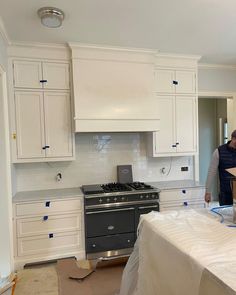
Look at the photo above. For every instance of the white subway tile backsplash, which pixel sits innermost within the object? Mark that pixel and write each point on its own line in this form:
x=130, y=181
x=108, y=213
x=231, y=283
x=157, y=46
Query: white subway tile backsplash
x=97, y=156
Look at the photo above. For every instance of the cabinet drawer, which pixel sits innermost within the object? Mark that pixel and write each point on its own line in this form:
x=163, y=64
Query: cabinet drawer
x=182, y=205
x=48, y=207
x=48, y=244
x=182, y=194
x=47, y=224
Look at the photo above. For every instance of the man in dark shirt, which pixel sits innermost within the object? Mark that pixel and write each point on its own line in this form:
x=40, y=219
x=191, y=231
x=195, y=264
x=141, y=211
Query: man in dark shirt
x=224, y=157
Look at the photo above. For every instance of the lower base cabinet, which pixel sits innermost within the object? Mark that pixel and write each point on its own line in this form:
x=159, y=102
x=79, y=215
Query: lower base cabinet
x=47, y=230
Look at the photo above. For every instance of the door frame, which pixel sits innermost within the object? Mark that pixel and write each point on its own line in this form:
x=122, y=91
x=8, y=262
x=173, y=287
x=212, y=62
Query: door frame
x=231, y=105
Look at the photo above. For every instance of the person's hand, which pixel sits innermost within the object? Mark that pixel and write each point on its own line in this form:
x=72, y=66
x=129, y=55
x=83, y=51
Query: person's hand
x=207, y=197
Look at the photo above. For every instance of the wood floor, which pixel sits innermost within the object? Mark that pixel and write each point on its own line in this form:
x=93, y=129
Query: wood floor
x=41, y=280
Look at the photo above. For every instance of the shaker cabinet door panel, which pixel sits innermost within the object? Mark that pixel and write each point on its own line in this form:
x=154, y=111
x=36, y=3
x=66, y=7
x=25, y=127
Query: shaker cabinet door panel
x=186, y=82
x=165, y=137
x=56, y=75
x=164, y=81
x=58, y=128
x=185, y=124
x=27, y=74
x=29, y=124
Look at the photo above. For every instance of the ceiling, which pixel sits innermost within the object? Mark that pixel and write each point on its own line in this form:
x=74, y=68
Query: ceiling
x=202, y=27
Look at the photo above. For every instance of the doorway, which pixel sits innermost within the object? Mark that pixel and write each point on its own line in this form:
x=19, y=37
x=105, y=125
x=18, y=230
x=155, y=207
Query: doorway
x=212, y=114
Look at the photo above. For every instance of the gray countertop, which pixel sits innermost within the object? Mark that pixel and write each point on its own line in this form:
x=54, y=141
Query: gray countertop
x=164, y=185
x=47, y=194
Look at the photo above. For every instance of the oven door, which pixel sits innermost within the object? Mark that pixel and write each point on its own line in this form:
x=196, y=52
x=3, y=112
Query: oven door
x=102, y=222
x=144, y=209
x=109, y=229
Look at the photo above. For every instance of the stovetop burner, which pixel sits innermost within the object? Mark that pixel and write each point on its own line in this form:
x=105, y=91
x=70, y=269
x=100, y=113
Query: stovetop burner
x=115, y=187
x=140, y=185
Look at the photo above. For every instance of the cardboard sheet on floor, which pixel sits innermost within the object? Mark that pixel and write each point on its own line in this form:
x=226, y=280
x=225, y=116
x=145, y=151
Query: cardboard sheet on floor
x=103, y=281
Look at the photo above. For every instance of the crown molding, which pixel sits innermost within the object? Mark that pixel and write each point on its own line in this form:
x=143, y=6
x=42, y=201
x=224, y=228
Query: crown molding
x=216, y=94
x=77, y=45
x=216, y=66
x=180, y=56
x=37, y=50
x=59, y=46
x=3, y=32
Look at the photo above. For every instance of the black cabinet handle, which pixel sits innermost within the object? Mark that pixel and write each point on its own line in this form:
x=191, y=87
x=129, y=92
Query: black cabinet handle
x=47, y=204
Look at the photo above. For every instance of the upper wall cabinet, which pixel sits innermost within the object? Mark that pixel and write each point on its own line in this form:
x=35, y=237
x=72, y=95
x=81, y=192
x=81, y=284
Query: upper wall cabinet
x=175, y=81
x=41, y=133
x=41, y=75
x=41, y=112
x=114, y=90
x=176, y=95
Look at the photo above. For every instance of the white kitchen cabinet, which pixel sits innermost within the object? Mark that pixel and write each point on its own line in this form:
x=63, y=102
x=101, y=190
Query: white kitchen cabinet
x=177, y=135
x=43, y=125
x=41, y=75
x=48, y=229
x=29, y=112
x=163, y=140
x=41, y=111
x=58, y=129
x=185, y=120
x=175, y=81
x=182, y=198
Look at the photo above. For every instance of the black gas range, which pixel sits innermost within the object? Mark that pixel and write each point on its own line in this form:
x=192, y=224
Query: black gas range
x=112, y=214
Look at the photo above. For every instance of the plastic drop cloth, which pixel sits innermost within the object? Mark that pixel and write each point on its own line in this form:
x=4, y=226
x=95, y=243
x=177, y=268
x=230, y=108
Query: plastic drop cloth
x=181, y=253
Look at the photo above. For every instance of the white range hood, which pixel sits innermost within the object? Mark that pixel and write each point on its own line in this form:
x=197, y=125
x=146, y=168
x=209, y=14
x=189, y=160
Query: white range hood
x=113, y=90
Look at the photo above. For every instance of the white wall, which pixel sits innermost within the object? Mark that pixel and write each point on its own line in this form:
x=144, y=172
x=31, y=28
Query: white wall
x=5, y=172
x=97, y=156
x=217, y=79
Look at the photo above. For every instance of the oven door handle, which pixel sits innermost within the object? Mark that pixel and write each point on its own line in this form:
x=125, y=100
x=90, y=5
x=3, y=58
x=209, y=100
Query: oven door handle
x=146, y=207
x=107, y=211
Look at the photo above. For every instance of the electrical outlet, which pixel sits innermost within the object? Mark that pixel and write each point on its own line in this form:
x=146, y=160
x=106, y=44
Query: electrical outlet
x=163, y=170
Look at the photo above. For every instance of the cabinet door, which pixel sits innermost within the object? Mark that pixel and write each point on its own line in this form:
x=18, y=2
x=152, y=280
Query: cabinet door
x=164, y=81
x=186, y=82
x=58, y=129
x=27, y=74
x=56, y=75
x=29, y=124
x=164, y=139
x=185, y=124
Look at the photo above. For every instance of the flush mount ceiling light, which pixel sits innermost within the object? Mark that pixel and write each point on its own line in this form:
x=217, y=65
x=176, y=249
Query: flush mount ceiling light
x=51, y=17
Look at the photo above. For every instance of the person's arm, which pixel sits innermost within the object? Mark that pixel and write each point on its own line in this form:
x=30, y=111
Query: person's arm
x=212, y=171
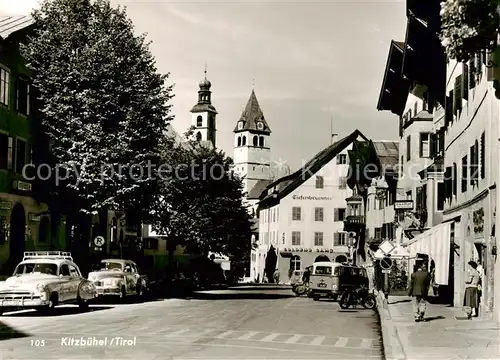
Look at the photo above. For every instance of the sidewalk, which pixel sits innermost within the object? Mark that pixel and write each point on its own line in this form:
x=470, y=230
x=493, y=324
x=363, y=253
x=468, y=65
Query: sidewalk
x=440, y=336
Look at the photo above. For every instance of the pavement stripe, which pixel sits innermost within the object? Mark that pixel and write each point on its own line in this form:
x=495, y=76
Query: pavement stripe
x=318, y=340
x=270, y=337
x=293, y=339
x=366, y=343
x=248, y=335
x=224, y=334
x=341, y=342
x=178, y=332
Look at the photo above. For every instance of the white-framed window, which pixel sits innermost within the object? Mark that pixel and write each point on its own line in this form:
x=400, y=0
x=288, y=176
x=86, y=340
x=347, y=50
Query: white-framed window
x=4, y=86
x=318, y=238
x=318, y=214
x=296, y=213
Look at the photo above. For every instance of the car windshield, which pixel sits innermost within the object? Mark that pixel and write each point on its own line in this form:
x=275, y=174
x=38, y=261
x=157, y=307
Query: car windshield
x=110, y=265
x=323, y=270
x=32, y=268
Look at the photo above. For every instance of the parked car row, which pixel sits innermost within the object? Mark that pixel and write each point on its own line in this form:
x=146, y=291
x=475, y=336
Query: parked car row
x=43, y=280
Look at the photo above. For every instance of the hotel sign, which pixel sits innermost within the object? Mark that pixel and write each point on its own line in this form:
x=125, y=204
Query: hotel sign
x=302, y=197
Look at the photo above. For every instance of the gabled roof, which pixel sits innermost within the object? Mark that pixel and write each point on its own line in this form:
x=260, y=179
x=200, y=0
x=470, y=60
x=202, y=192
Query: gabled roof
x=251, y=115
x=11, y=24
x=257, y=189
x=284, y=186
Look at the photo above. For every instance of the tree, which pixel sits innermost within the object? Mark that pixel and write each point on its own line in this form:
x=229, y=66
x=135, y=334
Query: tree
x=201, y=203
x=101, y=103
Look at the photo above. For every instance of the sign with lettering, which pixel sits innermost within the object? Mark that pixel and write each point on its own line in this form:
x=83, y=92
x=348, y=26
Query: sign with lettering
x=303, y=197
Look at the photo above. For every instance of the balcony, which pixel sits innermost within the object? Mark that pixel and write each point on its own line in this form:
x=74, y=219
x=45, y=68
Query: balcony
x=354, y=223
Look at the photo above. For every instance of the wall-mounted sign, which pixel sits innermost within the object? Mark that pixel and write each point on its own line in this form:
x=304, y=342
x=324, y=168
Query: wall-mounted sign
x=302, y=197
x=403, y=205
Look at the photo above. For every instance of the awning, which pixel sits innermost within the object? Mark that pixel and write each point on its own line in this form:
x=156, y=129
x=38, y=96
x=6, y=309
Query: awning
x=434, y=242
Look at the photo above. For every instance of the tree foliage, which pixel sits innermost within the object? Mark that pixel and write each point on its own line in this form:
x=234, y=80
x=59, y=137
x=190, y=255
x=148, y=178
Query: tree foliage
x=101, y=102
x=201, y=201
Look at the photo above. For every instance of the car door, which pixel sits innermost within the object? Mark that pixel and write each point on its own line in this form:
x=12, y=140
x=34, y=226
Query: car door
x=74, y=282
x=64, y=282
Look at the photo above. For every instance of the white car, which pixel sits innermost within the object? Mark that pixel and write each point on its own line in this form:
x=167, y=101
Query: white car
x=118, y=277
x=44, y=280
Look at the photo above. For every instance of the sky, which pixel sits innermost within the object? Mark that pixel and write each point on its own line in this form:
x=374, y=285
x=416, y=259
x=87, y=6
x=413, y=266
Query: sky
x=314, y=65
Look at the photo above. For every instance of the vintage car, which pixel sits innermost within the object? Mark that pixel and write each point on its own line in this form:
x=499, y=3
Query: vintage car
x=44, y=280
x=118, y=277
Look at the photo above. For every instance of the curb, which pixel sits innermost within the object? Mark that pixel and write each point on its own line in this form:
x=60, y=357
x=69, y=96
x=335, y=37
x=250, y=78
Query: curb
x=393, y=348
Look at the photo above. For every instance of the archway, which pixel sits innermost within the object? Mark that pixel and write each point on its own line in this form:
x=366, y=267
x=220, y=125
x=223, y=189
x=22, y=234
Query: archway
x=17, y=234
x=322, y=258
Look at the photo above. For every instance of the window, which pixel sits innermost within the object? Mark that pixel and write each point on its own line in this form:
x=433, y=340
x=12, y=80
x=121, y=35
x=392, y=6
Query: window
x=339, y=239
x=296, y=213
x=483, y=156
x=341, y=159
x=318, y=214
x=339, y=214
x=22, y=96
x=441, y=196
x=4, y=86
x=318, y=239
x=20, y=155
x=408, y=148
x=64, y=270
x=342, y=182
x=319, y=182
x=464, y=174
x=424, y=145
x=295, y=263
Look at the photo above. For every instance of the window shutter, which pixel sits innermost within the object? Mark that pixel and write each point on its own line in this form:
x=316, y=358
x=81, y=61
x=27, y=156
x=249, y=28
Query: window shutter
x=472, y=74
x=457, y=99
x=483, y=156
x=465, y=81
x=448, y=116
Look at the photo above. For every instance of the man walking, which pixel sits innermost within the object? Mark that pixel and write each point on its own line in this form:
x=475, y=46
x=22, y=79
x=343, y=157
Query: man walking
x=419, y=287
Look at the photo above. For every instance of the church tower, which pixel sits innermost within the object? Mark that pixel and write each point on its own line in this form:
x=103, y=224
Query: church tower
x=252, y=150
x=203, y=114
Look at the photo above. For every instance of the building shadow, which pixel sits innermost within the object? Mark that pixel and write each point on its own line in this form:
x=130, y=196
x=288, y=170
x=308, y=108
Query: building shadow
x=58, y=312
x=7, y=332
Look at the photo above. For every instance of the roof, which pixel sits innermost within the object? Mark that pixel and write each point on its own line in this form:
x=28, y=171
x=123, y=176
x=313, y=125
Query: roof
x=387, y=152
x=258, y=188
x=252, y=114
x=11, y=24
x=287, y=184
x=394, y=90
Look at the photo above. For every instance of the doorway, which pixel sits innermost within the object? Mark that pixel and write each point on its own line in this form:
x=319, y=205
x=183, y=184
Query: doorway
x=17, y=234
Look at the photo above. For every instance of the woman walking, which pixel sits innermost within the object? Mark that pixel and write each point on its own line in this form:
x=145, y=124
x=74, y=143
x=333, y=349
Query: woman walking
x=471, y=298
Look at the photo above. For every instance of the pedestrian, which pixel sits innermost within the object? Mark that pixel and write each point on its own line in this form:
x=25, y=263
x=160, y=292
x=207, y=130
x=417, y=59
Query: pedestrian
x=471, y=296
x=419, y=288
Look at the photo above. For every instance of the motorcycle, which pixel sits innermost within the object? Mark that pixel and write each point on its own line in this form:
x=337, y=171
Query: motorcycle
x=359, y=296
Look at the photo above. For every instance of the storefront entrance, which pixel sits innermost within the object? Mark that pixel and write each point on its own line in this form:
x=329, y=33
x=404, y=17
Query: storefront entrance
x=17, y=235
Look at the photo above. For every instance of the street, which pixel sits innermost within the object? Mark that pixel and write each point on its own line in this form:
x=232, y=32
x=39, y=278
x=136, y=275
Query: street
x=242, y=323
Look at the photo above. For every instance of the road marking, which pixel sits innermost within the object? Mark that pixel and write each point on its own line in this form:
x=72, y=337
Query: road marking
x=270, y=337
x=224, y=334
x=341, y=342
x=248, y=335
x=293, y=339
x=366, y=343
x=318, y=340
x=178, y=332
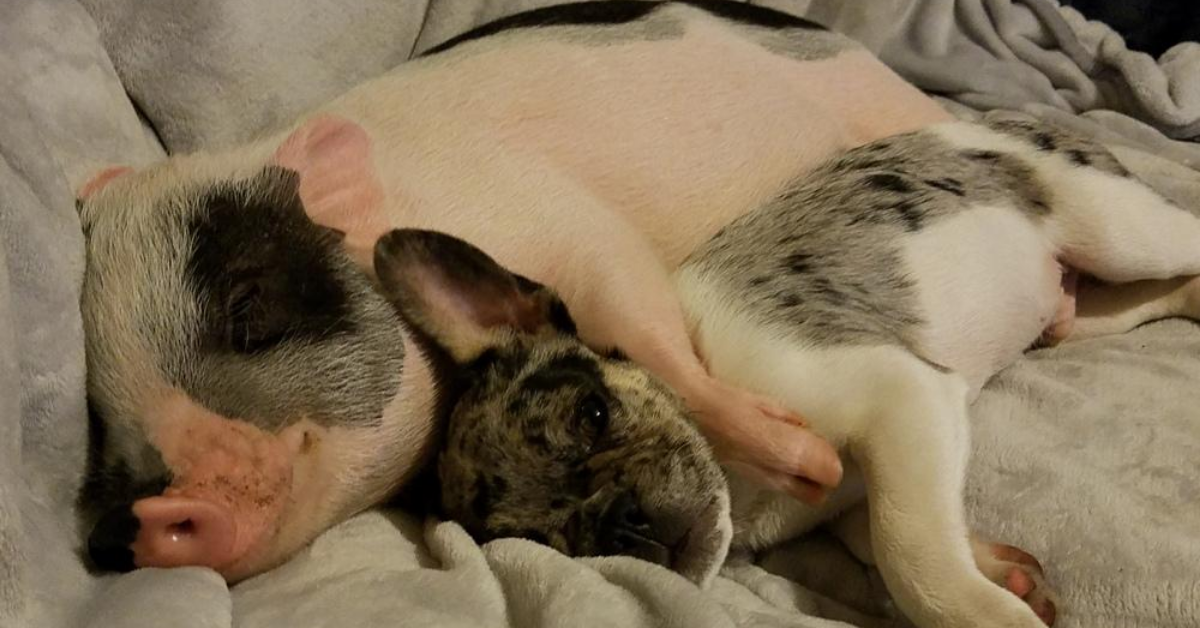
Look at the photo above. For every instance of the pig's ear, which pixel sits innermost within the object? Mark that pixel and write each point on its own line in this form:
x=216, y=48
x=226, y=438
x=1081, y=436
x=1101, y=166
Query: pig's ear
x=339, y=185
x=100, y=180
x=461, y=298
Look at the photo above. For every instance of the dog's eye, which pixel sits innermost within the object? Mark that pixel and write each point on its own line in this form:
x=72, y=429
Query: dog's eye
x=593, y=413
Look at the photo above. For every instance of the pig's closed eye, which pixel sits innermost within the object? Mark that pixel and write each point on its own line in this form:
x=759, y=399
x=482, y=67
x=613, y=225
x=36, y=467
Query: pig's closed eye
x=249, y=328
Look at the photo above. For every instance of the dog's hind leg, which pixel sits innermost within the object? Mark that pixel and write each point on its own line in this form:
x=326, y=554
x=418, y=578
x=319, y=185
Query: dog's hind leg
x=1117, y=307
x=1006, y=566
x=905, y=422
x=915, y=458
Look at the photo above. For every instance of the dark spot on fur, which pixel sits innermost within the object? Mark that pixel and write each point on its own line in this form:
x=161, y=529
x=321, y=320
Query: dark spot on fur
x=798, y=263
x=571, y=370
x=910, y=214
x=616, y=354
x=561, y=318
x=889, y=183
x=1079, y=157
x=487, y=491
x=982, y=155
x=948, y=184
x=757, y=282
x=753, y=15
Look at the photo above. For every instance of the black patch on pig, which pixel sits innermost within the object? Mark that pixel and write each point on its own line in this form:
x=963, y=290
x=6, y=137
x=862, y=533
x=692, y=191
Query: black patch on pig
x=108, y=545
x=570, y=15
x=264, y=271
x=108, y=492
x=612, y=12
x=753, y=15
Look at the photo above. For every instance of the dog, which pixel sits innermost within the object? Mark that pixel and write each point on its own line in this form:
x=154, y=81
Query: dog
x=874, y=295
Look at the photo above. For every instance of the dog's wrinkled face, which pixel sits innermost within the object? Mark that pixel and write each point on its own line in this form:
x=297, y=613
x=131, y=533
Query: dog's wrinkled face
x=547, y=440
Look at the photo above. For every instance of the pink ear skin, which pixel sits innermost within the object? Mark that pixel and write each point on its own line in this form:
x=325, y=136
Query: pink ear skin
x=183, y=531
x=100, y=180
x=339, y=185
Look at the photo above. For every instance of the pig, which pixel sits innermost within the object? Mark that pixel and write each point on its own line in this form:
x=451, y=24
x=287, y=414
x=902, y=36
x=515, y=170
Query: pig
x=875, y=295
x=250, y=386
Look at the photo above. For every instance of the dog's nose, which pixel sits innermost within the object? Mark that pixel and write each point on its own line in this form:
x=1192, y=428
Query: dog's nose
x=628, y=532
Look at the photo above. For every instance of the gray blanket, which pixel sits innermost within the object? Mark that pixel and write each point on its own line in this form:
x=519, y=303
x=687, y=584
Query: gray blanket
x=1086, y=455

**Problem statement**
Reproduce everything from the beginning of the material down to the line containing "x=41, y=280", inclusive, with "innermost" changed to "most central" and all else left unaltered. Omit the pictures from the result.

**Written response**
Look at the photo above. For every instance of the white subway tile backsplash, which pixel sits most central within the object? Mark that pixel and write each point on its own line in this form:
x=130, y=181
x=108, y=213
x=231, y=283
x=157, y=46
Query: white subway tile backsplash
x=97, y=156
Look at the photo above. For every instance of the cabinet drawer, which pixel sits most central within the object? Mark that pixel and write each point on its own line in this form:
x=163, y=64
Query: cabinet drawer
x=182, y=205
x=48, y=207
x=48, y=244
x=182, y=194
x=47, y=224
Look at the photo above. For every instance of the man in dark shirt, which pixel sits most central within the object? Mark that pixel and write each point on its own line in this form:
x=40, y=219
x=191, y=231
x=195, y=264
x=141, y=211
Query: man in dark shirt
x=224, y=157
Look at the photo above. For every instance of the lower base cabinet, which pixel sits most central within the object? Mark that pixel and write each point on its own line in this form:
x=159, y=102
x=79, y=215
Query: lower base cabinet
x=47, y=230
Look at the photo above. For every instance of the door frame, which pixel sits most central within the object? Mark that pixel and write each point on its own line in this form:
x=122, y=91
x=8, y=262
x=173, y=287
x=212, y=62
Query: door frame
x=231, y=105
Look at the photo above. For every instance of the person's hand, which pixel sits most central within the object? Mark that pixel and write each point on its own line in this form:
x=72, y=66
x=129, y=55
x=83, y=51
Query: person's hand
x=207, y=197
Look at the photo above. For every instance of the wood floor, which pixel sits most central within the object? Mark that pixel and write each point on its own line in this form:
x=93, y=129
Query: wood floor
x=41, y=280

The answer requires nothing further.